SELECTED PASSAGE:
# # # # #
Kawish Television Network (KTN) is the first private Sindhi TV channel in Pakistan. It is the most-watched private Sindhi-language general entertainment television channel worldwide. The channel is part of the Kawish Group.

History
The channel was founded by Muhammad Aslam Kazi in 2002 and started with 6 hours of transmission. It has now grown from a small regional-language channel to the leading Satellite Channel of Pakistan, broadcasting 24 hours a day to areas of South Asia, Middle, and Far East Asia. It also started the first-ever music channel in the Sindhi language, KASHISH TV. After that, in October 2007, KTN News started airing, covering news, current affairs programs, talk shows, documentaries, and reports.

KTN Group
The most popular and most widely distributed Sindhi newspaper, Daily Kawish, is also part of the same group.
Kashish, a music channel, is part of the KTN network.
KTN NEWS, news and current affairs channel, airing 24-hour bulletins and talk shows.
# # # # #
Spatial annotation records
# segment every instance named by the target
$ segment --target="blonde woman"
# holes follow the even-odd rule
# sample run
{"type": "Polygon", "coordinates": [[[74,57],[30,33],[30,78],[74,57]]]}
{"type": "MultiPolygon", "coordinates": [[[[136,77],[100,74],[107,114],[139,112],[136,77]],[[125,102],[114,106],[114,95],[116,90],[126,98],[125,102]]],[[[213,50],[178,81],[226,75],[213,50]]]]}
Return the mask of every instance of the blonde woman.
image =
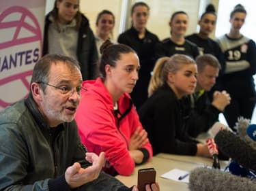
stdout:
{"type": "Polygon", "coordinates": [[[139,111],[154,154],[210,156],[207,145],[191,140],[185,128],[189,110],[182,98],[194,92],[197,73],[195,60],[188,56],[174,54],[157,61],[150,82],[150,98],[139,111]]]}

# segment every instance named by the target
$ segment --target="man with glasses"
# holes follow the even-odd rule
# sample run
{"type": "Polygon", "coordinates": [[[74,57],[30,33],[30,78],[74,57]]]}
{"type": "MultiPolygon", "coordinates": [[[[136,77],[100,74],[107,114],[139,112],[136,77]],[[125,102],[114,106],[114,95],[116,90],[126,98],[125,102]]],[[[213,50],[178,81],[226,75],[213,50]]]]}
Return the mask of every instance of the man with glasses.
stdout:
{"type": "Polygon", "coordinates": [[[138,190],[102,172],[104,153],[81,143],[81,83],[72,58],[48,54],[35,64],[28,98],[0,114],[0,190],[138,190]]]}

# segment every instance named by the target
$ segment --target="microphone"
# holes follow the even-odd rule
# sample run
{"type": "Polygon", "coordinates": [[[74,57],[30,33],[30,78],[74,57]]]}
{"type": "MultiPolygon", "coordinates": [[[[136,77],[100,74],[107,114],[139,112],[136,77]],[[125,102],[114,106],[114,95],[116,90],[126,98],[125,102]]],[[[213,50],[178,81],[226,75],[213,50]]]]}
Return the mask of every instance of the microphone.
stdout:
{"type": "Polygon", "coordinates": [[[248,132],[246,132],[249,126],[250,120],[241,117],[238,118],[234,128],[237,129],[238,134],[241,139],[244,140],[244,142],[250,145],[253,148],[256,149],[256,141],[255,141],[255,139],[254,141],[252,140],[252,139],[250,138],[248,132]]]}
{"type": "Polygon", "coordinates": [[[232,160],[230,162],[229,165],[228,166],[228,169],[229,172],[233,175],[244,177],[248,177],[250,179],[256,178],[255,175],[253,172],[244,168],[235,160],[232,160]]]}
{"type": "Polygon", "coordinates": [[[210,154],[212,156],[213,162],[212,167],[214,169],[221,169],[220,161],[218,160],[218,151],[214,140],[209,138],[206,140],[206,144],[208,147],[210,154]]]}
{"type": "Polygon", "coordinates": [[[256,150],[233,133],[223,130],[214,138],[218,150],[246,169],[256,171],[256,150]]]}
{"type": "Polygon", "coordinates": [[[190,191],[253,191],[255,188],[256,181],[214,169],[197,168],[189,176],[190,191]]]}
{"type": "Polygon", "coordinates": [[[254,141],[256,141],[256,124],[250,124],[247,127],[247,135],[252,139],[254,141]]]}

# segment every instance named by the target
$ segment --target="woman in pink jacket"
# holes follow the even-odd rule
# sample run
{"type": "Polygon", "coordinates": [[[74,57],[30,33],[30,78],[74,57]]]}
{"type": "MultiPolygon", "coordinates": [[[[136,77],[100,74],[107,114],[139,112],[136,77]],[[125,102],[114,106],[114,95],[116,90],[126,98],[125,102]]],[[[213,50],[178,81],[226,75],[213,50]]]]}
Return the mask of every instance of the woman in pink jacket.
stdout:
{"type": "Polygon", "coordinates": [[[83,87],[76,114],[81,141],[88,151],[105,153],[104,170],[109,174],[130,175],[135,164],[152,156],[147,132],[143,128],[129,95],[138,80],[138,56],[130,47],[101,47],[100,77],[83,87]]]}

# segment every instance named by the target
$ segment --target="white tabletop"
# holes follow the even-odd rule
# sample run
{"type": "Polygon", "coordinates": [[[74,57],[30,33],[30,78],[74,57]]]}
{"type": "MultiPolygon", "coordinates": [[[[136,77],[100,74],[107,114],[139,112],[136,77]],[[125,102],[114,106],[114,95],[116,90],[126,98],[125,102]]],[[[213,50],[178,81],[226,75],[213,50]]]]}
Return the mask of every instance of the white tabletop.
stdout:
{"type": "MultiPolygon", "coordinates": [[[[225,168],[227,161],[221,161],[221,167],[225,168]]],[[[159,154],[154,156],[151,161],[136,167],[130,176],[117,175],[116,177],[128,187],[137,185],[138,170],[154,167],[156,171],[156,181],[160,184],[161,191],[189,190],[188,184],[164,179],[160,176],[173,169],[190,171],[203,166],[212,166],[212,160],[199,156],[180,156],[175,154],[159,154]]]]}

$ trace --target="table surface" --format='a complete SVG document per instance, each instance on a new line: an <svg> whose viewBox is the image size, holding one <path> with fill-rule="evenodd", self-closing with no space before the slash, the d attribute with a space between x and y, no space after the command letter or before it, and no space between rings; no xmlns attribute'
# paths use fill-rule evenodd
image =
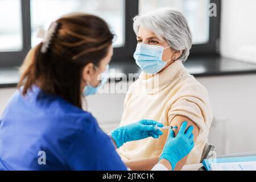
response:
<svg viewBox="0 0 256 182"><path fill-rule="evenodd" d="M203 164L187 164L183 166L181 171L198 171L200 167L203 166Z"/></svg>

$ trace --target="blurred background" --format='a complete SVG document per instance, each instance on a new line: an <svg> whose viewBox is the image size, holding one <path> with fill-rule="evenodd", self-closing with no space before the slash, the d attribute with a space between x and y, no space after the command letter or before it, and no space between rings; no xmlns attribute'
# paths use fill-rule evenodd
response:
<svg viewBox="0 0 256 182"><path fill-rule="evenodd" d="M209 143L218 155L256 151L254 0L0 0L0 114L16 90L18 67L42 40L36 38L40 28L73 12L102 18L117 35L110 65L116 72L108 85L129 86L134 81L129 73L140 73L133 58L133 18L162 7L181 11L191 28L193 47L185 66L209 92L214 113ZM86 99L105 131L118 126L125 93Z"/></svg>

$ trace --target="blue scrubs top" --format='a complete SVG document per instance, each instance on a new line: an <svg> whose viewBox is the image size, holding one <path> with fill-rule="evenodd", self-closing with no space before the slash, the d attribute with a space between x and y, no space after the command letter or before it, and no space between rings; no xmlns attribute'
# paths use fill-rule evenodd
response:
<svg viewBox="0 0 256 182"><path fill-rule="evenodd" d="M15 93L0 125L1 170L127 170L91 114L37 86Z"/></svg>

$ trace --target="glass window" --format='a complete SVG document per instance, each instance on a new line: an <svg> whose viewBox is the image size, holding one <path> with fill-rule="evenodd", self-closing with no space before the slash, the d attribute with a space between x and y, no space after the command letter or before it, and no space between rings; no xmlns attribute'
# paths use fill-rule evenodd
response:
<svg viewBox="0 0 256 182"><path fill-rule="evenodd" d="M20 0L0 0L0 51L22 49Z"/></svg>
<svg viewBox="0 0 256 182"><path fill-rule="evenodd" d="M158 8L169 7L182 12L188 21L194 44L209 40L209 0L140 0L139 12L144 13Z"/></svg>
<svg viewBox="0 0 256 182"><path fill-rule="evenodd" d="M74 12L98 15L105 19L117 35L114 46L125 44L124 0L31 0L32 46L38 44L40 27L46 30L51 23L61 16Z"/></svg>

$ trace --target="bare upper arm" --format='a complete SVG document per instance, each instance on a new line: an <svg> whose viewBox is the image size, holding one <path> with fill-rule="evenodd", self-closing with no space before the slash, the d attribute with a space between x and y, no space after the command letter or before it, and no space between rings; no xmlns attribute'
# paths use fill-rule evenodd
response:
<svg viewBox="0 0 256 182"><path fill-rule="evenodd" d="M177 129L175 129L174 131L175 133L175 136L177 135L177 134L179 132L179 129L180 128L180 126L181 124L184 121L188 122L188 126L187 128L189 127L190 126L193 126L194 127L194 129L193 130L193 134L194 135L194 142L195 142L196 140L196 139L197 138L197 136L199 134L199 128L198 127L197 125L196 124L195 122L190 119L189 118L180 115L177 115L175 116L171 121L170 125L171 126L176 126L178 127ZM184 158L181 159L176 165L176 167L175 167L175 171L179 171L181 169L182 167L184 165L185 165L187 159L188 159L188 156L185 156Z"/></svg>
# # # # #
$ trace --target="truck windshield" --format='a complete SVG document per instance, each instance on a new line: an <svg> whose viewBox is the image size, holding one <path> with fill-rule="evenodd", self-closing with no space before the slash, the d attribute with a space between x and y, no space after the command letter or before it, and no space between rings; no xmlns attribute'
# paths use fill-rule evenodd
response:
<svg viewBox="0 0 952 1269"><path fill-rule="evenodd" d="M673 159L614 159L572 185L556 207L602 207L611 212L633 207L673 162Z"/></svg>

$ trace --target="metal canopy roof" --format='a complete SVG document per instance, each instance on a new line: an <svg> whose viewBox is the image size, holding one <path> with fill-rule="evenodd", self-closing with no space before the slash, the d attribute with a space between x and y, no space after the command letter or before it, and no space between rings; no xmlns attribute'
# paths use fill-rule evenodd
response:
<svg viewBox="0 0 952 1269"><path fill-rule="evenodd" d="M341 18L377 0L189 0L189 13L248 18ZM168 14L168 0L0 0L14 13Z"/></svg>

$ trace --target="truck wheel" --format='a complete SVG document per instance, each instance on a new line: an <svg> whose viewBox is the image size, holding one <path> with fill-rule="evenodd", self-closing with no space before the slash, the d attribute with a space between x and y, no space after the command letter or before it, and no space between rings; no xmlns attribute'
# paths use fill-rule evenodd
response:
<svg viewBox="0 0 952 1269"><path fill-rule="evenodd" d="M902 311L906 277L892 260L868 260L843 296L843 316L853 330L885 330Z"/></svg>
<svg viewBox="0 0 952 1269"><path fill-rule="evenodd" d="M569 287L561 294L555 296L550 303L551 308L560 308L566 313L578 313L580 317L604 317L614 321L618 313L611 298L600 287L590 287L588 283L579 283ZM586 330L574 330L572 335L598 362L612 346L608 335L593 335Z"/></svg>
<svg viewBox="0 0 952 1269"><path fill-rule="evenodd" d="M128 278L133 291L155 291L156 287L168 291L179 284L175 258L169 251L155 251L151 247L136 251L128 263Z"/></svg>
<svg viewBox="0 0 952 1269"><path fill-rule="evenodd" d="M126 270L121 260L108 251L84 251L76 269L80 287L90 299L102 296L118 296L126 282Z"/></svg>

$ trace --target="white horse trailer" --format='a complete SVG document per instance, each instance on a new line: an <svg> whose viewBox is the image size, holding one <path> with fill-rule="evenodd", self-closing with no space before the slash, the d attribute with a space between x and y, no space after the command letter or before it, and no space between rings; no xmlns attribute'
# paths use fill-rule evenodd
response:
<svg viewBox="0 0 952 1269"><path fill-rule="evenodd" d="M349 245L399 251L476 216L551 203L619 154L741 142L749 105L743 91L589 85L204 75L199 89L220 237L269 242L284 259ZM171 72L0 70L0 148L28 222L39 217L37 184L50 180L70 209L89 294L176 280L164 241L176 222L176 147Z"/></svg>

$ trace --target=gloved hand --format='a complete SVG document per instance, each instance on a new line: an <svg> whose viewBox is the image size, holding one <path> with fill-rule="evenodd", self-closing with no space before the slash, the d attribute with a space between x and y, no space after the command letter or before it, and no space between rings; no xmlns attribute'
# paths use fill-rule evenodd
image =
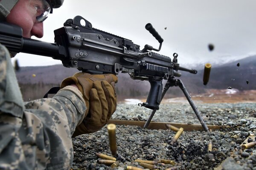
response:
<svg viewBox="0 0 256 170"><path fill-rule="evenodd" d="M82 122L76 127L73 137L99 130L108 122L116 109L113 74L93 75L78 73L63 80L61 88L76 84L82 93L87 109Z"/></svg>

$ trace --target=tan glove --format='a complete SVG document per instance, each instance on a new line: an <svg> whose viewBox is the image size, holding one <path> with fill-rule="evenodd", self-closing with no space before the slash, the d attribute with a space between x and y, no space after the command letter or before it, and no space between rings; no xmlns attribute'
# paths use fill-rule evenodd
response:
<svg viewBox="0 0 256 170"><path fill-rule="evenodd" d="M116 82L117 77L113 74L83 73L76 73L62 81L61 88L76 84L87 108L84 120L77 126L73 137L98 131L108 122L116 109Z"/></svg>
# # # # #
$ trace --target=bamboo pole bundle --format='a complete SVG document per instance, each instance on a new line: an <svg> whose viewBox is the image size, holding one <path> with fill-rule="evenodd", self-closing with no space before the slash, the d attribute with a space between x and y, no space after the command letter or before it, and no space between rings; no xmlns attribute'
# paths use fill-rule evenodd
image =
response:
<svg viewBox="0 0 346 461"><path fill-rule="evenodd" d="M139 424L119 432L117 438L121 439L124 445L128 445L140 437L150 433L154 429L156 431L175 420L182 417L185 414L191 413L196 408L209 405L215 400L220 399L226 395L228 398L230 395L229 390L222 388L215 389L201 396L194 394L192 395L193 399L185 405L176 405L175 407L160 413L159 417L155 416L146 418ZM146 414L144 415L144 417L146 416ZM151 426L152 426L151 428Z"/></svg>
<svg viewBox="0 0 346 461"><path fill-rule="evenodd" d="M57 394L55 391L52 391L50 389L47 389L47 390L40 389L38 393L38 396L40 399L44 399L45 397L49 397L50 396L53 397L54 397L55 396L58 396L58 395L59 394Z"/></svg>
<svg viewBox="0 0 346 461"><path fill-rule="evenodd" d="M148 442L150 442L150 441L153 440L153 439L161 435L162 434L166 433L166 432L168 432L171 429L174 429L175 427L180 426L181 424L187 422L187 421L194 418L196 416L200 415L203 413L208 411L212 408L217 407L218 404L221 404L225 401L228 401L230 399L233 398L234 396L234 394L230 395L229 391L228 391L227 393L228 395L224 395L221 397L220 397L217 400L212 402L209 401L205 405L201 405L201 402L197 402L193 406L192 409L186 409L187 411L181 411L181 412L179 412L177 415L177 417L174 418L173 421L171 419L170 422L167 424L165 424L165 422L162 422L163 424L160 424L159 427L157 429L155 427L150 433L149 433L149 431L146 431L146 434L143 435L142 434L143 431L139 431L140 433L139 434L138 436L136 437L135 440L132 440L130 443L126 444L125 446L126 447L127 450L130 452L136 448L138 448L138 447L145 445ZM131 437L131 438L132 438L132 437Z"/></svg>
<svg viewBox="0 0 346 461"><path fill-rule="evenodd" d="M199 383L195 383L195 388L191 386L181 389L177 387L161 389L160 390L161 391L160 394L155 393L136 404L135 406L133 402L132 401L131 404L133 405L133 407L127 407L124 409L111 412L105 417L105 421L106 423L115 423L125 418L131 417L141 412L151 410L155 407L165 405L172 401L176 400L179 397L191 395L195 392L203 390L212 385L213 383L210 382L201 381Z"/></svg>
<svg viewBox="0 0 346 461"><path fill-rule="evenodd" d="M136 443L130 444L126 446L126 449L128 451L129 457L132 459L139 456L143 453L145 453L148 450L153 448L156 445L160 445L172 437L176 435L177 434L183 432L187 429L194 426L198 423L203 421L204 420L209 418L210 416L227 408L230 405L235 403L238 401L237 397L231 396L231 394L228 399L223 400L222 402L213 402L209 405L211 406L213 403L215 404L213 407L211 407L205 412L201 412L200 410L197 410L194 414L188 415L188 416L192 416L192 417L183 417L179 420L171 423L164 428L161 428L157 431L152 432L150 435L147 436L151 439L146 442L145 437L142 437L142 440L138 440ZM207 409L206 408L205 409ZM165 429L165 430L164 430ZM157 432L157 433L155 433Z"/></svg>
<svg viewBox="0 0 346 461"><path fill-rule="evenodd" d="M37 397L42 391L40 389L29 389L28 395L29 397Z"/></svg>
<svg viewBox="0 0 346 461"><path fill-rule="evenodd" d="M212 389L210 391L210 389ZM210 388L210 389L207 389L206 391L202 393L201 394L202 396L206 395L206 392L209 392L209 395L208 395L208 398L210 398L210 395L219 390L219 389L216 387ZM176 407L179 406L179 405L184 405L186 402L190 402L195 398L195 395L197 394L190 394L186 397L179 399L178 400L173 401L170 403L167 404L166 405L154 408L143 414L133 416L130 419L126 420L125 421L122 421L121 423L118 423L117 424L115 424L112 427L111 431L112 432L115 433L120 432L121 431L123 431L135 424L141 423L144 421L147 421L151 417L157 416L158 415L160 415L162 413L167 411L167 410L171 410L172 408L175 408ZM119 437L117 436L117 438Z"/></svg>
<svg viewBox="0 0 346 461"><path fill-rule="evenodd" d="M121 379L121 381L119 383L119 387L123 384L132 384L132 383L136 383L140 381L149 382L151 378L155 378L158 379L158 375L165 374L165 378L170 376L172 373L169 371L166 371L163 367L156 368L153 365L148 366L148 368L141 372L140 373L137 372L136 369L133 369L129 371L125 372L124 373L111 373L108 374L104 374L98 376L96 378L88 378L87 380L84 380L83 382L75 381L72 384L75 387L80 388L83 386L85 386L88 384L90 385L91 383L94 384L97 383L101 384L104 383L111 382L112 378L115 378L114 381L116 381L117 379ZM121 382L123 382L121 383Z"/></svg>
# # # # #
WHAT TO WORK ON:
1. In the KTN text, rewrite the part between "Kawish Television Network" and "the same group.", inclusive, substituting "Kawish Media Group" for "Kawish Group".
2. Extend the text about the KTN television network by writing what comes next.

RESPONSES TO THE EXERCISE:
1.
Kawish Television Network (KTN) is the first private Sindhi TV channel in Pakistan. It is the most-watched private Sindhi-language general entertainment television channel worldwide. The channel is part of the Kawish Media Group.

History
The channel was founded by Muhammad Aslam Kazi in 2002 and started with 6 hours of transmission. It has now grown from a small regional-language channel to the leading Satellite Channel of Pakistan, broadcasting 24 hours a day to areas of South Asia, Middle, and Far East Asia. It also started the first-ever music channel in the Sindhi language, KASHISH TV. After that, in October 2007, KTN News started airing, covering news, current affairs programs, talk shows, documentaries, and reports.

KTN Group
The most popular and most widely distributed Sindhi newspaper, Daily Kawish, is also part of the same group.

2.
Chaalis Channel, regional entertainment channel, 24-hour movies and dramas.
Platform Productions is a major distributor of television content to KTN and "Kuch Reh Jeewiyal Pall", Alif Laila being some of the best shows that are part of the Platform Productions collection.

Revolution

KTN has also brought a revolution in regional-language channels in Pakistan and has given rise to other Sindhi and regional-language channels in the near past.

It also brought a new wave and genre of shows in the regional and Sindhi television world with a new show titled "Kuch Reh Jeewiyal Pall", which is doing very well and has gathered high audience interest. This show completed 100 episodes on Friday, 4 May 2007, which in itself is a landmark in the Sindhi television industry.

KTN currently has established its mark in the 6-6:30 pm time slot with a daily show, Alif Laila, based on the famous Arabian Nights.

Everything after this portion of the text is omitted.